WHAT YOU HAVE TO DO:
Below are records; reproduce exactly the lines from the one containing "window shutter, then" through the end, both included, and only those.

(Entries from a point annotation set)
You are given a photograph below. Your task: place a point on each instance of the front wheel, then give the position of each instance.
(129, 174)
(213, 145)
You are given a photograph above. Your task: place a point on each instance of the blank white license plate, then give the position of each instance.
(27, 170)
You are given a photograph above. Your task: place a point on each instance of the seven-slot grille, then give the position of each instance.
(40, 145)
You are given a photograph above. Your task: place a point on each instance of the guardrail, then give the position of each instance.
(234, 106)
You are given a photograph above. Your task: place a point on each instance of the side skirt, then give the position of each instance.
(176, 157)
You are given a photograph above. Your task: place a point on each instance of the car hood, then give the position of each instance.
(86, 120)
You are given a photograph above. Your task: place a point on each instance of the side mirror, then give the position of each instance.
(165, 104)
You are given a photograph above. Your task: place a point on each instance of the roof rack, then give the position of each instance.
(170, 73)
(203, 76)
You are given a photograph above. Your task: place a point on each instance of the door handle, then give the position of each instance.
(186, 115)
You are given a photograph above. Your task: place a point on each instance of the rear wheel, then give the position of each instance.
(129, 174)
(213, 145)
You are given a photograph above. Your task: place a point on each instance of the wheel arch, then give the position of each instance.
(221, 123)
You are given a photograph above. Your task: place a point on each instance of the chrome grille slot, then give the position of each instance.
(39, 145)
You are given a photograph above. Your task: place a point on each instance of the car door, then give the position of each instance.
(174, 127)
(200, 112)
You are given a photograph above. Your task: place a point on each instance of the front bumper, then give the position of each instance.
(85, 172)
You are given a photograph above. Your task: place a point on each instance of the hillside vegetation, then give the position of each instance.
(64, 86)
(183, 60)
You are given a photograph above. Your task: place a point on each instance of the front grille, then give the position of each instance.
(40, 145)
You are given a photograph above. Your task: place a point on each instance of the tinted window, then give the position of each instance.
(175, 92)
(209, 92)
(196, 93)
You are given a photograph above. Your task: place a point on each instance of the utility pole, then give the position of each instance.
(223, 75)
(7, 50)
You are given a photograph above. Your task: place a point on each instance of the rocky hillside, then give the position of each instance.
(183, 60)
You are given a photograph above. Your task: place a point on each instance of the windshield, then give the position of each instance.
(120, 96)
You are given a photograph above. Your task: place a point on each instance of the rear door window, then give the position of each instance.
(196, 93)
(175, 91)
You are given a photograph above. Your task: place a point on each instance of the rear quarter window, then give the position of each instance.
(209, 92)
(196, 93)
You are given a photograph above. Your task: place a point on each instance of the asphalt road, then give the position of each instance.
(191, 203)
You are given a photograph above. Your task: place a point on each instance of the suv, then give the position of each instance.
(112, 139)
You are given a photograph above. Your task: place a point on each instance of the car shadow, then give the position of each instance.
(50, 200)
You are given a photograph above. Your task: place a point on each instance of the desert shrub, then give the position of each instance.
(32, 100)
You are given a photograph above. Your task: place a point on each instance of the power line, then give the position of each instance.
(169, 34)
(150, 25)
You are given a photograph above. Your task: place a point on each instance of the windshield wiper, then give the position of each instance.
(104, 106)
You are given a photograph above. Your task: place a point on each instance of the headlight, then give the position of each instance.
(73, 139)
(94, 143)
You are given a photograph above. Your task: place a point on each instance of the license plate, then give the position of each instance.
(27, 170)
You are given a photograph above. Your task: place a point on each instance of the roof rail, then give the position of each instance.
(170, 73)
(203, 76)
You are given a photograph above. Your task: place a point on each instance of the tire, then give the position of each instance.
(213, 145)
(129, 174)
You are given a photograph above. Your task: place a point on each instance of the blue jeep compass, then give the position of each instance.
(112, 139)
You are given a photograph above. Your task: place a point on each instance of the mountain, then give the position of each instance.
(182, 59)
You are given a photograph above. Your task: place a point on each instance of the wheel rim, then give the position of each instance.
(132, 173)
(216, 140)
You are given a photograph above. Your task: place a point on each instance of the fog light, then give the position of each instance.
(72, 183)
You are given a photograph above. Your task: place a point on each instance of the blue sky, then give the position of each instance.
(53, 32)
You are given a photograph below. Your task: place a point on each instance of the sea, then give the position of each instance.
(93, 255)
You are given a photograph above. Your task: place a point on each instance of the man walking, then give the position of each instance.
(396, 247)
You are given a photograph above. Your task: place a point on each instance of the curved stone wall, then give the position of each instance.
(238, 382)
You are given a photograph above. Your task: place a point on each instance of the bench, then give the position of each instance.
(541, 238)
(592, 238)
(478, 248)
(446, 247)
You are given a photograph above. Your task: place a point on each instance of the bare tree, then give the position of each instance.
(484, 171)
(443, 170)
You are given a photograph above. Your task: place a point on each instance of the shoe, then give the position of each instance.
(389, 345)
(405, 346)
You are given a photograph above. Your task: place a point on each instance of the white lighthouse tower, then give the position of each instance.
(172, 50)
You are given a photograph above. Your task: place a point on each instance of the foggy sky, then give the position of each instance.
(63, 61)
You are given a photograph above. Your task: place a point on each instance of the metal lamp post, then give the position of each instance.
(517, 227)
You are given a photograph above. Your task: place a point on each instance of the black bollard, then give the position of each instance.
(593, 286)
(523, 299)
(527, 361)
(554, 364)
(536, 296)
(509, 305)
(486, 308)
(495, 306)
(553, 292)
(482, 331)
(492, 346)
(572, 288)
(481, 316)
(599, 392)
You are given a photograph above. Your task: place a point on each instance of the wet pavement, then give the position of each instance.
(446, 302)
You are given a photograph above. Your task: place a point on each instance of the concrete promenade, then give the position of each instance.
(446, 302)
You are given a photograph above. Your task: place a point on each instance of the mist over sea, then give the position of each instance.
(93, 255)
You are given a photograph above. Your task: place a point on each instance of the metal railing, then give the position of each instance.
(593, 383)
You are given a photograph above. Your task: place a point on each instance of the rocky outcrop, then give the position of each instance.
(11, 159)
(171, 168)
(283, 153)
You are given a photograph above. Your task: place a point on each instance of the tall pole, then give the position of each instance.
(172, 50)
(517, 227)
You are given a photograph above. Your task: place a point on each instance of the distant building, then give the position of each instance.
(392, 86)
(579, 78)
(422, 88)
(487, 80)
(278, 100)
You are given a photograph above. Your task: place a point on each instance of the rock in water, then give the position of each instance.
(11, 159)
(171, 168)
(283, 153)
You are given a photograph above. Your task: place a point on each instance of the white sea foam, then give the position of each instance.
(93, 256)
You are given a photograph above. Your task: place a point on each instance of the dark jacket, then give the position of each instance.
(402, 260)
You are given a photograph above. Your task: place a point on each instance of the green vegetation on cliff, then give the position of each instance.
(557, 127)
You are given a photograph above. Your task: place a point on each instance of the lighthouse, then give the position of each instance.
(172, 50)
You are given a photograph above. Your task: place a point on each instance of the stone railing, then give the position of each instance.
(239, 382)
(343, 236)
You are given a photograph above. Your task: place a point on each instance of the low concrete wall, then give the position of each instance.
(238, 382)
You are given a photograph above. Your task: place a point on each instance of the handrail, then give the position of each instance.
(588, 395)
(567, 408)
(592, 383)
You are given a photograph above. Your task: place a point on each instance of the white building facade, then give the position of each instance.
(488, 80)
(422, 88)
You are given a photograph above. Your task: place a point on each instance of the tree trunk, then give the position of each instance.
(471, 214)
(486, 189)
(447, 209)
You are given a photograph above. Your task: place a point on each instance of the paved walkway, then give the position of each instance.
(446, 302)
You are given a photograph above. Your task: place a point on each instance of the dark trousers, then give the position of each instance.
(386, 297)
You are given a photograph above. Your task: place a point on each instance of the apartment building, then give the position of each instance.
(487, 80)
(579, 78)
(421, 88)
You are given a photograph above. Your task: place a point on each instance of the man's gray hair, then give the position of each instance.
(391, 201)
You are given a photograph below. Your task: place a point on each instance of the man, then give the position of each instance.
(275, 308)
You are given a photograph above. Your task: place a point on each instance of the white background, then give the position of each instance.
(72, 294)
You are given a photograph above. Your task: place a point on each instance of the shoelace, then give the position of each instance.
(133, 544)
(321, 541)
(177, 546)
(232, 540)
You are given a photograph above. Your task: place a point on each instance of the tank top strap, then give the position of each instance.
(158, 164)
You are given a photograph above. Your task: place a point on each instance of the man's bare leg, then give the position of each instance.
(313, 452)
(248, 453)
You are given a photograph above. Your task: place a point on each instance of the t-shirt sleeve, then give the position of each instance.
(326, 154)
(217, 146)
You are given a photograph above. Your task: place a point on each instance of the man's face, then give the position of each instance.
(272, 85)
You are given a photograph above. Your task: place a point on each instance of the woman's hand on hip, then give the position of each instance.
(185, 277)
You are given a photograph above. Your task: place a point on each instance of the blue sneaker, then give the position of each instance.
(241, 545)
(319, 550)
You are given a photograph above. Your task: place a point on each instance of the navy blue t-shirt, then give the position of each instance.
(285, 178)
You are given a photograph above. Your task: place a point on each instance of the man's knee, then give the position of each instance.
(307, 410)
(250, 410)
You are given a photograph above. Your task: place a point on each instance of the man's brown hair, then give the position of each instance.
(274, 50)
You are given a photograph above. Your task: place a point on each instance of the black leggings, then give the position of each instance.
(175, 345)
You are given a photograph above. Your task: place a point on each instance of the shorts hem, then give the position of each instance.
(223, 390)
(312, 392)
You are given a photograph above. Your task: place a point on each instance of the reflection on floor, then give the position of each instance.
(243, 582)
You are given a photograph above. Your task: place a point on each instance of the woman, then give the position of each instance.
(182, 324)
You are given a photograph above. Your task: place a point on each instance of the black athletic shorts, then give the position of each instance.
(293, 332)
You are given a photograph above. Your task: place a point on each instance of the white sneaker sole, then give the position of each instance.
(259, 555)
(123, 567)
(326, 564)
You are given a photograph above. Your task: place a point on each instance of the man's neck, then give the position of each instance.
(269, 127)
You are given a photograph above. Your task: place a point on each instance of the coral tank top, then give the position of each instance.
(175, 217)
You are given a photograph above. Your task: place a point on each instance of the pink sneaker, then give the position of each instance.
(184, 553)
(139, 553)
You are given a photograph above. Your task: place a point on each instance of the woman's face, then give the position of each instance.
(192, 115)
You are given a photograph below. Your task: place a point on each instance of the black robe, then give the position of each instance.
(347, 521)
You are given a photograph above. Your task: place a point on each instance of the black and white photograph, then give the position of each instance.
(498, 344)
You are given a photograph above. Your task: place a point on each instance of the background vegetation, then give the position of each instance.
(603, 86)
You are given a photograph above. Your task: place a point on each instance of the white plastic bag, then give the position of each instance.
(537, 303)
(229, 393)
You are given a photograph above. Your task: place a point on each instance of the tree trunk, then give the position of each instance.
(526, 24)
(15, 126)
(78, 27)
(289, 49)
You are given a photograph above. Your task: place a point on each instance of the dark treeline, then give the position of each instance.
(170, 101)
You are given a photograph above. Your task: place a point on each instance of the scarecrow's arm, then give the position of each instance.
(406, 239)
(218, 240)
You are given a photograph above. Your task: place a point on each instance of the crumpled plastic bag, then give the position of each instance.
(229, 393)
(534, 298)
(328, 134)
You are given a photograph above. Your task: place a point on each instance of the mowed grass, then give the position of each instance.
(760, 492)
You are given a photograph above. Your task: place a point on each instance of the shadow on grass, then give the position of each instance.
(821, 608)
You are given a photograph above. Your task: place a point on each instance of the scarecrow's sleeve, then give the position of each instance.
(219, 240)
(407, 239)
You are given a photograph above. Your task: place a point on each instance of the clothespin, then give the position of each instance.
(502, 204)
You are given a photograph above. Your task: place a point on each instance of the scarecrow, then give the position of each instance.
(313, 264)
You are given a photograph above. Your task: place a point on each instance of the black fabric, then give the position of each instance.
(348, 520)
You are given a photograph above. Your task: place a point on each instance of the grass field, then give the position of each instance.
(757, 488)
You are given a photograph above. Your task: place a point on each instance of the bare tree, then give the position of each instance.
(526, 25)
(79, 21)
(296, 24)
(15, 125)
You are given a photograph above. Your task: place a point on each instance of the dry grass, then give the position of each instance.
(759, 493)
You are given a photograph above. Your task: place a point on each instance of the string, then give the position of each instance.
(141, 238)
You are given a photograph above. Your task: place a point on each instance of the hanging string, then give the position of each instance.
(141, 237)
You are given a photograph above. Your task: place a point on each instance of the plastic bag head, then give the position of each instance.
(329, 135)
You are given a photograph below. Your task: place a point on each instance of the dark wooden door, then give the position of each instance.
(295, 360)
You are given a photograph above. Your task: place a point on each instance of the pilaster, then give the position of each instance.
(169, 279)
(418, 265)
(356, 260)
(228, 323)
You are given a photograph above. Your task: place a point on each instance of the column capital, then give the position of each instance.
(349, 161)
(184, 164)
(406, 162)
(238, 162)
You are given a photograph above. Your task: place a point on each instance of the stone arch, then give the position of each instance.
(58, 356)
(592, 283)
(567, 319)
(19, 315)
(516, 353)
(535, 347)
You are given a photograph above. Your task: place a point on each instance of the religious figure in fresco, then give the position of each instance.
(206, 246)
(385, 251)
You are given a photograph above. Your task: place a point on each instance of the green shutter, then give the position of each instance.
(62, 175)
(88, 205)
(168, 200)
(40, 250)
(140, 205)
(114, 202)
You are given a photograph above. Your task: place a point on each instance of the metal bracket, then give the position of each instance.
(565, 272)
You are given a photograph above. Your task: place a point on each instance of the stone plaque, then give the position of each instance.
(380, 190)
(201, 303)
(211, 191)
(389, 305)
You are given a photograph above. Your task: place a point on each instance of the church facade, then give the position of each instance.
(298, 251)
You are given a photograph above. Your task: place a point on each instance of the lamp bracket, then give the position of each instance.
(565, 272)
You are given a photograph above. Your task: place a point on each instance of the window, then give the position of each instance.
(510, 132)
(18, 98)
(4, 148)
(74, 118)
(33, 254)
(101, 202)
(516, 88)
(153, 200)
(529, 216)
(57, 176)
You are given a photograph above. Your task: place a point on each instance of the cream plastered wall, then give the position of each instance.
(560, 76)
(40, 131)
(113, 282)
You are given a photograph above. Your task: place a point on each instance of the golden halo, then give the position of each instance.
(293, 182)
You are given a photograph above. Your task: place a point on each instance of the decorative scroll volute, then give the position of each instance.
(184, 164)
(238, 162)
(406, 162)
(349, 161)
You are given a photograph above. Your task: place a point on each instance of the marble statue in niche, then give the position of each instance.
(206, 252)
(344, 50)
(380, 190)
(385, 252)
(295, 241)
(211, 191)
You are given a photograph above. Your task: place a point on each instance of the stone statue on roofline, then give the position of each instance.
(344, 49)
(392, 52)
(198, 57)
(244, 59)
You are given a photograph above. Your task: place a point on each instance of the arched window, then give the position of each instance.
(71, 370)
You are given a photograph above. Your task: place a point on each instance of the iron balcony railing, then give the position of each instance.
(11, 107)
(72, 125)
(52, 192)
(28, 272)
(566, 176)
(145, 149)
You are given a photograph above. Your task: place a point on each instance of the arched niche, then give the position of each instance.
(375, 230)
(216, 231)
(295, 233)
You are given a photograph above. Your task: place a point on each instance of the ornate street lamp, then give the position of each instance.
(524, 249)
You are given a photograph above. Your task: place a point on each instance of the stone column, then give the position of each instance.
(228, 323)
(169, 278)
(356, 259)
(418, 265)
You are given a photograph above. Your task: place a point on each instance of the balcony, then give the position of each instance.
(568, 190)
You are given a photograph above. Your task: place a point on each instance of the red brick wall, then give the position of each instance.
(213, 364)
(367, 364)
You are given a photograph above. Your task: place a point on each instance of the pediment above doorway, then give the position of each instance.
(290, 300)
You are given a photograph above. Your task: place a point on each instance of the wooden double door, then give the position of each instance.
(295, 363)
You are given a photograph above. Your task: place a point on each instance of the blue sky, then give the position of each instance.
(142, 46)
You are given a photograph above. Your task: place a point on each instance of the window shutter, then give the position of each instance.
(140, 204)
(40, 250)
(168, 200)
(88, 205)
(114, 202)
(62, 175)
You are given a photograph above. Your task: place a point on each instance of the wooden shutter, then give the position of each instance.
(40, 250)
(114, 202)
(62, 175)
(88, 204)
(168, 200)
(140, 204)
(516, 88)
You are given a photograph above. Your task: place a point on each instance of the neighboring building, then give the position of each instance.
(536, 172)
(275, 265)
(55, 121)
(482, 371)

REPLY:
You are given a photograph above. Your task: place a point on each instance of the window shutter, then give the position of each instance.
(140, 204)
(40, 250)
(168, 200)
(88, 205)
(114, 202)
(62, 175)
You are given a photograph above. Your task: place a point on each instance of the wooden shutter, then give the position of each instance.
(40, 250)
(114, 202)
(62, 175)
(88, 204)
(168, 200)
(140, 204)
(516, 88)
You are given a photograph above. Your task: place a point on each instance of the neighboring building, then give the position of each instance.
(536, 172)
(275, 265)
(55, 121)
(482, 371)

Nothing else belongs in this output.